- [Assignment]:
Scan the data, and whenever a line contains "blue", copy it.

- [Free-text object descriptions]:

###

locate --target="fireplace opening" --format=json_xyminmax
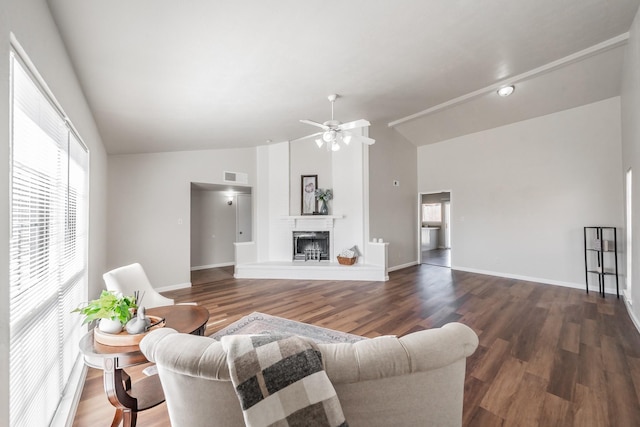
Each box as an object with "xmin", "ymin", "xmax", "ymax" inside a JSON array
[{"xmin": 293, "ymin": 231, "xmax": 330, "ymax": 261}]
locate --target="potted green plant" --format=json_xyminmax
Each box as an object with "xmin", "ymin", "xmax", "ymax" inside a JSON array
[{"xmin": 72, "ymin": 290, "xmax": 137, "ymax": 333}]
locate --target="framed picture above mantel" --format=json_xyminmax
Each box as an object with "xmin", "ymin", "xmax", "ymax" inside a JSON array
[{"xmin": 301, "ymin": 175, "xmax": 318, "ymax": 215}]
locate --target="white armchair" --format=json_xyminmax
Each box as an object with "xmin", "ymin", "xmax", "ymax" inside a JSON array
[{"xmin": 103, "ymin": 263, "xmax": 174, "ymax": 308}]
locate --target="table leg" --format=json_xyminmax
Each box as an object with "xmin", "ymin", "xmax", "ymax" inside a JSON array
[
  {"xmin": 110, "ymin": 409, "xmax": 123, "ymax": 427},
  {"xmin": 122, "ymin": 409, "xmax": 137, "ymax": 427},
  {"xmin": 108, "ymin": 409, "xmax": 137, "ymax": 427},
  {"xmin": 103, "ymin": 358, "xmax": 138, "ymax": 426},
  {"xmin": 121, "ymin": 370, "xmax": 131, "ymax": 390}
]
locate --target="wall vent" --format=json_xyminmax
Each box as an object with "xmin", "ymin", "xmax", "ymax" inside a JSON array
[{"xmin": 223, "ymin": 171, "xmax": 248, "ymax": 184}]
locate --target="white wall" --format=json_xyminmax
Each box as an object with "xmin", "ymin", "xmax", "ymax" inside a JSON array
[
  {"xmin": 622, "ymin": 6, "xmax": 640, "ymax": 323},
  {"xmin": 190, "ymin": 190, "xmax": 236, "ymax": 268},
  {"xmin": 256, "ymin": 142, "xmax": 291, "ymax": 262},
  {"xmin": 331, "ymin": 136, "xmax": 367, "ymax": 259},
  {"xmin": 418, "ymin": 97, "xmax": 624, "ymax": 288},
  {"xmin": 369, "ymin": 123, "xmax": 418, "ymax": 269},
  {"xmin": 254, "ymin": 138, "xmax": 371, "ymax": 264},
  {"xmin": 108, "ymin": 148, "xmax": 255, "ymax": 287},
  {"xmin": 1, "ymin": 0, "xmax": 109, "ymax": 422},
  {"xmin": 289, "ymin": 140, "xmax": 332, "ymax": 215}
]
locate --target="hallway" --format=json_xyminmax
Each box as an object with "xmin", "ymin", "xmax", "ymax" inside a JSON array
[{"xmin": 422, "ymin": 248, "xmax": 451, "ymax": 268}]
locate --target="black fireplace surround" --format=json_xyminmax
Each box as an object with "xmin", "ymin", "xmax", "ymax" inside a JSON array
[{"xmin": 293, "ymin": 231, "xmax": 330, "ymax": 261}]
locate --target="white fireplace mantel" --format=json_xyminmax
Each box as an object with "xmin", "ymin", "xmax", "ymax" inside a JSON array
[
  {"xmin": 281, "ymin": 215, "xmax": 343, "ymax": 230},
  {"xmin": 237, "ymin": 140, "xmax": 387, "ymax": 281}
]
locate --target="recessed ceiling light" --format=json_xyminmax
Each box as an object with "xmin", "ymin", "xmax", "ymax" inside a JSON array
[{"xmin": 497, "ymin": 85, "xmax": 515, "ymax": 97}]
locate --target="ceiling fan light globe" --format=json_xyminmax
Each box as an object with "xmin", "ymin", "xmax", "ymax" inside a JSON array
[
  {"xmin": 322, "ymin": 130, "xmax": 336, "ymax": 143},
  {"xmin": 331, "ymin": 142, "xmax": 340, "ymax": 151},
  {"xmin": 342, "ymin": 134, "xmax": 352, "ymax": 145},
  {"xmin": 315, "ymin": 138, "xmax": 324, "ymax": 148}
]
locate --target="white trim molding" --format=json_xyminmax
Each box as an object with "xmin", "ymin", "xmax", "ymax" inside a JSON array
[
  {"xmin": 451, "ymin": 266, "xmax": 620, "ymax": 295},
  {"xmin": 388, "ymin": 261, "xmax": 419, "ymax": 272},
  {"xmin": 156, "ymin": 282, "xmax": 192, "ymax": 292},
  {"xmin": 624, "ymin": 291, "xmax": 640, "ymax": 335},
  {"xmin": 191, "ymin": 262, "xmax": 234, "ymax": 271}
]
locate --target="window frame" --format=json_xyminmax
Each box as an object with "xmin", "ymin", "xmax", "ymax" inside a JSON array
[
  {"xmin": 422, "ymin": 202, "xmax": 442, "ymax": 223},
  {"xmin": 9, "ymin": 48, "xmax": 90, "ymax": 427}
]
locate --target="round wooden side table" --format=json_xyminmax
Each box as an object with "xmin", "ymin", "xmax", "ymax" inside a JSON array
[{"xmin": 79, "ymin": 304, "xmax": 209, "ymax": 427}]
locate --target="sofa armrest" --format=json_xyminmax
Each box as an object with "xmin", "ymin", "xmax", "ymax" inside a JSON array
[
  {"xmin": 318, "ymin": 322, "xmax": 478, "ymax": 384},
  {"xmin": 140, "ymin": 328, "xmax": 232, "ymax": 380}
]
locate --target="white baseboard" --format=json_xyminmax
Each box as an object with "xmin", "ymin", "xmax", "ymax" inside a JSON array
[
  {"xmin": 623, "ymin": 290, "xmax": 640, "ymax": 335},
  {"xmin": 388, "ymin": 261, "xmax": 418, "ymax": 272},
  {"xmin": 156, "ymin": 282, "xmax": 191, "ymax": 292},
  {"xmin": 191, "ymin": 262, "xmax": 234, "ymax": 271},
  {"xmin": 451, "ymin": 265, "xmax": 620, "ymax": 295}
]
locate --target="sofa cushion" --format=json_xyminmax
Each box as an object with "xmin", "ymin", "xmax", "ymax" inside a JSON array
[{"xmin": 221, "ymin": 334, "xmax": 348, "ymax": 427}]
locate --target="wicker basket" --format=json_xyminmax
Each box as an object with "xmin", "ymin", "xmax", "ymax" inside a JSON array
[{"xmin": 337, "ymin": 256, "xmax": 357, "ymax": 265}]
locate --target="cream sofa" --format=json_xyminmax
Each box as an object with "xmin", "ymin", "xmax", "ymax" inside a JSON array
[{"xmin": 140, "ymin": 322, "xmax": 479, "ymax": 427}]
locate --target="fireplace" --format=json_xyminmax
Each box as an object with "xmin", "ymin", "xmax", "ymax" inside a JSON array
[{"xmin": 293, "ymin": 231, "xmax": 330, "ymax": 261}]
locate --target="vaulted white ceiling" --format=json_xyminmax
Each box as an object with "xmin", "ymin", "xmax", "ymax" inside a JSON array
[{"xmin": 47, "ymin": 0, "xmax": 640, "ymax": 154}]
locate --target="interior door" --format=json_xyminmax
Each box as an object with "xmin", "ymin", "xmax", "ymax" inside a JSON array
[{"xmin": 236, "ymin": 193, "xmax": 252, "ymax": 243}]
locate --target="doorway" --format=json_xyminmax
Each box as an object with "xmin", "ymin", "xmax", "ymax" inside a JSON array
[
  {"xmin": 190, "ymin": 182, "xmax": 252, "ymax": 272},
  {"xmin": 419, "ymin": 191, "xmax": 451, "ymax": 268}
]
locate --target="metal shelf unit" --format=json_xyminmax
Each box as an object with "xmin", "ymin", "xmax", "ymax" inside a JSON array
[{"xmin": 583, "ymin": 226, "xmax": 619, "ymax": 298}]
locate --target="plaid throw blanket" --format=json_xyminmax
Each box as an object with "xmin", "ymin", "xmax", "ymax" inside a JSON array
[{"xmin": 221, "ymin": 334, "xmax": 348, "ymax": 427}]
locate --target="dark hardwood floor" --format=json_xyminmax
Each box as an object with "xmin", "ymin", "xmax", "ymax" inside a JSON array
[
  {"xmin": 73, "ymin": 264, "xmax": 640, "ymax": 426},
  {"xmin": 422, "ymin": 248, "xmax": 451, "ymax": 267}
]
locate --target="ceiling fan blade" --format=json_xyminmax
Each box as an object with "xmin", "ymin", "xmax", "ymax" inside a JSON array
[
  {"xmin": 338, "ymin": 119, "xmax": 370, "ymax": 131},
  {"xmin": 340, "ymin": 132, "xmax": 375, "ymax": 146},
  {"xmin": 341, "ymin": 130, "xmax": 376, "ymax": 145},
  {"xmin": 300, "ymin": 119, "xmax": 329, "ymax": 130},
  {"xmin": 290, "ymin": 131, "xmax": 323, "ymax": 143}
]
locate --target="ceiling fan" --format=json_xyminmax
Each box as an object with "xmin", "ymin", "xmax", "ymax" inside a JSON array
[{"xmin": 294, "ymin": 94, "xmax": 375, "ymax": 151}]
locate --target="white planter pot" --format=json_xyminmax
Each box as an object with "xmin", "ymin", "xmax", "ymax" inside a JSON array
[{"xmin": 99, "ymin": 318, "xmax": 123, "ymax": 334}]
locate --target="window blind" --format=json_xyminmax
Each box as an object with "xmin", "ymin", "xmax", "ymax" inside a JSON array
[{"xmin": 9, "ymin": 52, "xmax": 89, "ymax": 427}]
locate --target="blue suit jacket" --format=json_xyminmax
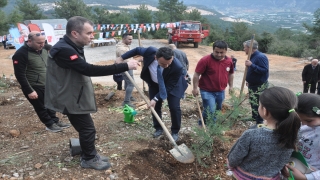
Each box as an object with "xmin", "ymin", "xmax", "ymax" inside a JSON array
[{"xmin": 121, "ymin": 47, "xmax": 187, "ymax": 100}]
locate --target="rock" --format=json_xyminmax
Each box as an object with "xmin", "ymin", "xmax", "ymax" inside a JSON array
[
  {"xmin": 25, "ymin": 167, "xmax": 32, "ymax": 171},
  {"xmin": 64, "ymin": 157, "xmax": 73, "ymax": 162},
  {"xmin": 20, "ymin": 146, "xmax": 29, "ymax": 149},
  {"xmin": 34, "ymin": 172, "xmax": 44, "ymax": 179},
  {"xmin": 12, "ymin": 173, "xmax": 19, "ymax": 177},
  {"xmin": 105, "ymin": 169, "xmax": 112, "ymax": 175},
  {"xmin": 62, "ymin": 168, "xmax": 68, "ymax": 171},
  {"xmin": 9, "ymin": 129, "xmax": 20, "ymax": 138},
  {"xmin": 29, "ymin": 172, "xmax": 35, "ymax": 176},
  {"xmin": 34, "ymin": 163, "xmax": 42, "ymax": 169}
]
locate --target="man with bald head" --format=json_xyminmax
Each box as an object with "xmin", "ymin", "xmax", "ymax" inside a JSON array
[
  {"xmin": 302, "ymin": 58, "xmax": 320, "ymax": 93},
  {"xmin": 12, "ymin": 31, "xmax": 71, "ymax": 133}
]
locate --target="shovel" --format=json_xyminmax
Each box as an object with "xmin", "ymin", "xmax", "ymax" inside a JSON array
[
  {"xmin": 124, "ymin": 71, "xmax": 195, "ymax": 163},
  {"xmin": 196, "ymin": 96, "xmax": 207, "ymax": 132}
]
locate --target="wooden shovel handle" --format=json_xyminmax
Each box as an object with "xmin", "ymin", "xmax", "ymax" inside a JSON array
[
  {"xmin": 123, "ymin": 71, "xmax": 179, "ymax": 147},
  {"xmin": 196, "ymin": 97, "xmax": 206, "ymax": 131},
  {"xmin": 240, "ymin": 34, "xmax": 255, "ymax": 95}
]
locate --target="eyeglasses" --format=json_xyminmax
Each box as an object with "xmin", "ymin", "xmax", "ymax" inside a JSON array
[{"xmin": 28, "ymin": 32, "xmax": 45, "ymax": 39}]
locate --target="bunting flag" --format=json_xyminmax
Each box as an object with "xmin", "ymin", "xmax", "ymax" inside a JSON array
[
  {"xmin": 105, "ymin": 32, "xmax": 110, "ymax": 37},
  {"xmin": 97, "ymin": 24, "xmax": 101, "ymax": 31},
  {"xmin": 99, "ymin": 32, "xmax": 103, "ymax": 39},
  {"xmin": 111, "ymin": 31, "xmax": 115, "ymax": 37}
]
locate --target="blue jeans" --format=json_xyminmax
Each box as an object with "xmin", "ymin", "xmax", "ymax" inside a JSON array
[{"xmin": 200, "ymin": 89, "xmax": 225, "ymax": 124}]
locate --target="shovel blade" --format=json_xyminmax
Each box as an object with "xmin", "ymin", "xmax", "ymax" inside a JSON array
[{"xmin": 169, "ymin": 143, "xmax": 195, "ymax": 163}]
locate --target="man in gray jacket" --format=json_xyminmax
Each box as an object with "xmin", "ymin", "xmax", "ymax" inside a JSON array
[{"xmin": 45, "ymin": 16, "xmax": 140, "ymax": 170}]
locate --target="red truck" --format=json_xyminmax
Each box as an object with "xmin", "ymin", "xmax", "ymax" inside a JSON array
[{"xmin": 168, "ymin": 20, "xmax": 210, "ymax": 48}]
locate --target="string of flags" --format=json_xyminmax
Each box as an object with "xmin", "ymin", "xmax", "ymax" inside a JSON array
[{"xmin": 94, "ymin": 22, "xmax": 181, "ymax": 37}]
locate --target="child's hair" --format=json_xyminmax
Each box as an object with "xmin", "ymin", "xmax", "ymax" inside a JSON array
[
  {"xmin": 259, "ymin": 86, "xmax": 301, "ymax": 149},
  {"xmin": 296, "ymin": 93, "xmax": 320, "ymax": 117}
]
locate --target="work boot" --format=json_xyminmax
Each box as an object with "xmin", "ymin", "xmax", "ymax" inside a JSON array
[
  {"xmin": 171, "ymin": 133, "xmax": 179, "ymax": 142},
  {"xmin": 80, "ymin": 155, "xmax": 111, "ymax": 170},
  {"xmin": 121, "ymin": 101, "xmax": 135, "ymax": 108},
  {"xmin": 130, "ymin": 96, "xmax": 136, "ymax": 101},
  {"xmin": 55, "ymin": 121, "xmax": 71, "ymax": 129},
  {"xmin": 45, "ymin": 123, "xmax": 63, "ymax": 133},
  {"xmin": 153, "ymin": 129, "xmax": 163, "ymax": 138},
  {"xmin": 80, "ymin": 154, "xmax": 109, "ymax": 162}
]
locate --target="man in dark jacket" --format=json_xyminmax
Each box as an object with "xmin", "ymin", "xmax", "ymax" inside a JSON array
[
  {"xmin": 115, "ymin": 46, "xmax": 188, "ymax": 142},
  {"xmin": 45, "ymin": 16, "xmax": 140, "ymax": 170},
  {"xmin": 302, "ymin": 59, "xmax": 320, "ymax": 93},
  {"xmin": 12, "ymin": 31, "xmax": 70, "ymax": 133},
  {"xmin": 244, "ymin": 39, "xmax": 269, "ymax": 127}
]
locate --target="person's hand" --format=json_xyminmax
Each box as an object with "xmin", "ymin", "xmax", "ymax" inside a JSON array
[
  {"xmin": 185, "ymin": 74, "xmax": 191, "ymax": 85},
  {"xmin": 245, "ymin": 60, "xmax": 252, "ymax": 67},
  {"xmin": 285, "ymin": 164, "xmax": 307, "ymax": 180},
  {"xmin": 192, "ymin": 89, "xmax": 199, "ymax": 97},
  {"xmin": 115, "ymin": 57, "xmax": 124, "ymax": 64},
  {"xmin": 127, "ymin": 60, "xmax": 140, "ymax": 70},
  {"xmin": 229, "ymin": 87, "xmax": 234, "ymax": 95},
  {"xmin": 28, "ymin": 91, "xmax": 38, "ymax": 99},
  {"xmin": 281, "ymin": 165, "xmax": 290, "ymax": 178},
  {"xmin": 148, "ymin": 99, "xmax": 157, "ymax": 108}
]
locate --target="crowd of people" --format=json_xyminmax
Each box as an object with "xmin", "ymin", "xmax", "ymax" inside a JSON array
[{"xmin": 9, "ymin": 15, "xmax": 320, "ymax": 179}]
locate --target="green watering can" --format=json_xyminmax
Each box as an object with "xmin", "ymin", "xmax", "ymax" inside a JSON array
[{"xmin": 123, "ymin": 104, "xmax": 137, "ymax": 123}]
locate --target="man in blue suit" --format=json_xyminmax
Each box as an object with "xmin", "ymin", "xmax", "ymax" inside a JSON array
[{"xmin": 116, "ymin": 46, "xmax": 188, "ymax": 141}]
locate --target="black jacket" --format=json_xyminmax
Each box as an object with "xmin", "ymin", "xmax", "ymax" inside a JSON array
[
  {"xmin": 302, "ymin": 64, "xmax": 320, "ymax": 84},
  {"xmin": 45, "ymin": 35, "xmax": 128, "ymax": 114}
]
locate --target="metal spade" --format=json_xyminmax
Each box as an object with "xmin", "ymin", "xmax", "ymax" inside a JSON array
[{"xmin": 124, "ymin": 71, "xmax": 195, "ymax": 163}]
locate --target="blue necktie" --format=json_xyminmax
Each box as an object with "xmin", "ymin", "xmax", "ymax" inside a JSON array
[{"xmin": 157, "ymin": 65, "xmax": 167, "ymax": 100}]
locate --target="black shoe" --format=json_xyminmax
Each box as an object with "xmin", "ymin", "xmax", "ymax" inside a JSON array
[
  {"xmin": 80, "ymin": 154, "xmax": 109, "ymax": 162},
  {"xmin": 80, "ymin": 155, "xmax": 111, "ymax": 170},
  {"xmin": 55, "ymin": 122, "xmax": 71, "ymax": 129},
  {"xmin": 172, "ymin": 133, "xmax": 179, "ymax": 142},
  {"xmin": 153, "ymin": 129, "xmax": 163, "ymax": 138},
  {"xmin": 45, "ymin": 123, "xmax": 63, "ymax": 133}
]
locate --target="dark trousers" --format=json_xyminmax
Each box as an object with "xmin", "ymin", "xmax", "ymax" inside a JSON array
[
  {"xmin": 148, "ymin": 82, "xmax": 181, "ymax": 134},
  {"xmin": 25, "ymin": 86, "xmax": 58, "ymax": 127},
  {"xmin": 248, "ymin": 83, "xmax": 268, "ymax": 124},
  {"xmin": 116, "ymin": 81, "xmax": 122, "ymax": 90},
  {"xmin": 2, "ymin": 41, "xmax": 6, "ymax": 49},
  {"xmin": 304, "ymin": 82, "xmax": 317, "ymax": 93},
  {"xmin": 67, "ymin": 114, "xmax": 97, "ymax": 160}
]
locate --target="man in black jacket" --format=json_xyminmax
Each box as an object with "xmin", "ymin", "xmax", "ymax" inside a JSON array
[
  {"xmin": 45, "ymin": 16, "xmax": 140, "ymax": 170},
  {"xmin": 12, "ymin": 31, "xmax": 70, "ymax": 133},
  {"xmin": 302, "ymin": 59, "xmax": 320, "ymax": 93}
]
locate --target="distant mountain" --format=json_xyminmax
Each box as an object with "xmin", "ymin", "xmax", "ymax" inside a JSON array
[
  {"xmin": 183, "ymin": 0, "xmax": 320, "ymax": 13},
  {"xmin": 3, "ymin": 0, "xmax": 319, "ymax": 14}
]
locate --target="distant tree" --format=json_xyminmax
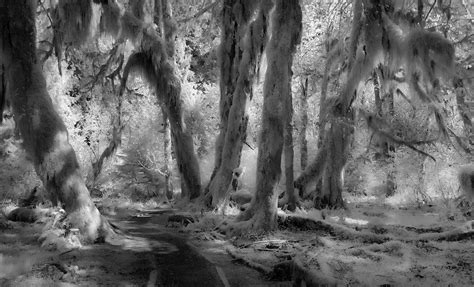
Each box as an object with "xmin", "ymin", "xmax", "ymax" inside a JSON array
[{"xmin": 296, "ymin": 0, "xmax": 456, "ymax": 208}]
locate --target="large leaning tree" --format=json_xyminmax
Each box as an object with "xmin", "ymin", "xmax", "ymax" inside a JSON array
[
  {"xmin": 0, "ymin": 0, "xmax": 205, "ymax": 240},
  {"xmin": 0, "ymin": 0, "xmax": 114, "ymax": 242},
  {"xmin": 46, "ymin": 0, "xmax": 202, "ymax": 199},
  {"xmin": 295, "ymin": 0, "xmax": 457, "ymax": 209},
  {"xmin": 224, "ymin": 0, "xmax": 302, "ymax": 233}
]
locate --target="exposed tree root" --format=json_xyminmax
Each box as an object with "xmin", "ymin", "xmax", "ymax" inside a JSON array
[
  {"xmin": 226, "ymin": 246, "xmax": 273, "ymax": 274},
  {"xmin": 278, "ymin": 194, "xmax": 301, "ymax": 212},
  {"xmin": 291, "ymin": 257, "xmax": 340, "ymax": 287},
  {"xmin": 278, "ymin": 215, "xmax": 474, "ymax": 243},
  {"xmin": 219, "ymin": 215, "xmax": 267, "ymax": 237},
  {"xmin": 226, "ymin": 246, "xmax": 340, "ymax": 286},
  {"xmin": 6, "ymin": 207, "xmax": 40, "ymax": 223},
  {"xmin": 417, "ymin": 220, "xmax": 474, "ymax": 242},
  {"xmin": 167, "ymin": 214, "xmax": 196, "ymax": 227}
]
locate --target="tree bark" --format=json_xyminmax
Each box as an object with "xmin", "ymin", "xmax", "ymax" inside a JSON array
[
  {"xmin": 0, "ymin": 0, "xmax": 111, "ymax": 242},
  {"xmin": 234, "ymin": 0, "xmax": 302, "ymax": 232}
]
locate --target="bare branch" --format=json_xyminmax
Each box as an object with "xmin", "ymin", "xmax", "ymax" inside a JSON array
[{"xmin": 177, "ymin": 0, "xmax": 218, "ymax": 23}]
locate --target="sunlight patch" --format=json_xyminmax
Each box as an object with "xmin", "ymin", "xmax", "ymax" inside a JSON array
[
  {"xmin": 109, "ymin": 235, "xmax": 179, "ymax": 253},
  {"xmin": 343, "ymin": 217, "xmax": 369, "ymax": 226}
]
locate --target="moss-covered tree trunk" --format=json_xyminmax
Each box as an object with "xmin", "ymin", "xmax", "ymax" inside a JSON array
[
  {"xmin": 283, "ymin": 78, "xmax": 297, "ymax": 211},
  {"xmin": 116, "ymin": 0, "xmax": 201, "ymax": 199},
  {"xmin": 162, "ymin": 111, "xmax": 173, "ymax": 199},
  {"xmin": 208, "ymin": 0, "xmax": 271, "ymax": 208},
  {"xmin": 159, "ymin": 0, "xmax": 201, "ymax": 199},
  {"xmin": 318, "ymin": 118, "xmax": 352, "ymax": 209},
  {"xmin": 453, "ymin": 77, "xmax": 474, "ymax": 143},
  {"xmin": 209, "ymin": 0, "xmax": 246, "ymax": 184},
  {"xmin": 298, "ymin": 78, "xmax": 309, "ymax": 170},
  {"xmin": 233, "ymin": 0, "xmax": 301, "ymax": 232},
  {"xmin": 317, "ymin": 48, "xmax": 333, "ymax": 148},
  {"xmin": 0, "ymin": 0, "xmax": 111, "ymax": 242},
  {"xmin": 316, "ymin": 0, "xmax": 383, "ymax": 209},
  {"xmin": 0, "ymin": 64, "xmax": 6, "ymax": 122}
]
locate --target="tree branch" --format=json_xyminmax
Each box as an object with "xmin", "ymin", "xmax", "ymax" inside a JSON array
[{"xmin": 177, "ymin": 0, "xmax": 218, "ymax": 23}]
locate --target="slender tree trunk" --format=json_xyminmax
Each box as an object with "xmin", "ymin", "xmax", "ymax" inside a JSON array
[
  {"xmin": 208, "ymin": 0, "xmax": 271, "ymax": 208},
  {"xmin": 162, "ymin": 111, "xmax": 173, "ymax": 199},
  {"xmin": 155, "ymin": 0, "xmax": 201, "ymax": 199},
  {"xmin": 318, "ymin": 60, "xmax": 331, "ymax": 148},
  {"xmin": 299, "ymin": 77, "xmax": 308, "ymax": 170},
  {"xmin": 235, "ymin": 0, "xmax": 301, "ymax": 231},
  {"xmin": 0, "ymin": 0, "xmax": 112, "ymax": 242},
  {"xmin": 283, "ymin": 77, "xmax": 297, "ymax": 211},
  {"xmin": 372, "ymin": 68, "xmax": 390, "ymax": 158},
  {"xmin": 453, "ymin": 77, "xmax": 473, "ymax": 143},
  {"xmin": 209, "ymin": 0, "xmax": 243, "ymax": 184},
  {"xmin": 374, "ymin": 68, "xmax": 397, "ymax": 196},
  {"xmin": 317, "ymin": 40, "xmax": 343, "ymax": 147},
  {"xmin": 0, "ymin": 64, "xmax": 6, "ymax": 123},
  {"xmin": 92, "ymin": 94, "xmax": 123, "ymax": 181}
]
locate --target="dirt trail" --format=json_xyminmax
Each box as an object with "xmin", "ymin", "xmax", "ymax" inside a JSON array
[
  {"xmin": 120, "ymin": 211, "xmax": 275, "ymax": 286},
  {"xmin": 0, "ymin": 208, "xmax": 276, "ymax": 286}
]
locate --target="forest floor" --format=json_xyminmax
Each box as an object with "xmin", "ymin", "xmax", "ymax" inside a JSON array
[{"xmin": 1, "ymin": 195, "xmax": 473, "ymax": 286}]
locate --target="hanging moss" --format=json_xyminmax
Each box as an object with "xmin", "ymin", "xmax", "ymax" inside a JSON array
[
  {"xmin": 100, "ymin": 0, "xmax": 122, "ymax": 37},
  {"xmin": 55, "ymin": 0, "xmax": 97, "ymax": 45},
  {"xmin": 121, "ymin": 11, "xmax": 145, "ymax": 44},
  {"xmin": 131, "ymin": 0, "xmax": 155, "ymax": 24}
]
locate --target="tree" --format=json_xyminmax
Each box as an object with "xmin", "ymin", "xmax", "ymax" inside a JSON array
[
  {"xmin": 0, "ymin": 0, "xmax": 113, "ymax": 242},
  {"xmin": 226, "ymin": 0, "xmax": 302, "ymax": 233},
  {"xmin": 206, "ymin": 0, "xmax": 271, "ymax": 209},
  {"xmin": 103, "ymin": 0, "xmax": 202, "ymax": 199},
  {"xmin": 311, "ymin": 0, "xmax": 456, "ymax": 208}
]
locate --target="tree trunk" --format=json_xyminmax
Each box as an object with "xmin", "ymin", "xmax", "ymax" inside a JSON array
[
  {"xmin": 318, "ymin": 119, "xmax": 352, "ymax": 209},
  {"xmin": 234, "ymin": 0, "xmax": 302, "ymax": 232},
  {"xmin": 372, "ymin": 68, "xmax": 390, "ymax": 158},
  {"xmin": 162, "ymin": 111, "xmax": 173, "ymax": 199},
  {"xmin": 156, "ymin": 72, "xmax": 201, "ymax": 199},
  {"xmin": 0, "ymin": 0, "xmax": 111, "ymax": 242},
  {"xmin": 318, "ymin": 59, "xmax": 331, "ymax": 148},
  {"xmin": 208, "ymin": 0, "xmax": 270, "ymax": 208},
  {"xmin": 316, "ymin": 0, "xmax": 383, "ymax": 209},
  {"xmin": 453, "ymin": 77, "xmax": 473, "ymax": 143},
  {"xmin": 0, "ymin": 64, "xmax": 6, "ymax": 123},
  {"xmin": 128, "ymin": 0, "xmax": 201, "ymax": 200},
  {"xmin": 92, "ymin": 91, "xmax": 123, "ymax": 181},
  {"xmin": 283, "ymin": 76, "xmax": 297, "ymax": 211},
  {"xmin": 298, "ymin": 77, "xmax": 308, "ymax": 170},
  {"xmin": 317, "ymin": 39, "xmax": 343, "ymax": 148}
]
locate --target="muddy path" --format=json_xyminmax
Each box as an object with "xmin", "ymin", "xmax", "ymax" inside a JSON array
[
  {"xmin": 109, "ymin": 210, "xmax": 278, "ymax": 287},
  {"xmin": 0, "ymin": 208, "xmax": 277, "ymax": 286}
]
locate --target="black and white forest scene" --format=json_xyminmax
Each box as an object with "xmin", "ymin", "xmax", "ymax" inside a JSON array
[{"xmin": 0, "ymin": 0, "xmax": 473, "ymax": 286}]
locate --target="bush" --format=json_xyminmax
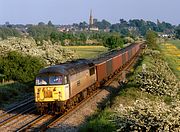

###

- [Solution to the problem]:
locate --target="blue suit jacket" --format=json_xyminmax
locate --target="blue jeans" --format=json_xyminmax
locate --target="man in blue suit" --format=json_xyminmax
locate --target="blue necktie" --format=json_xyminmax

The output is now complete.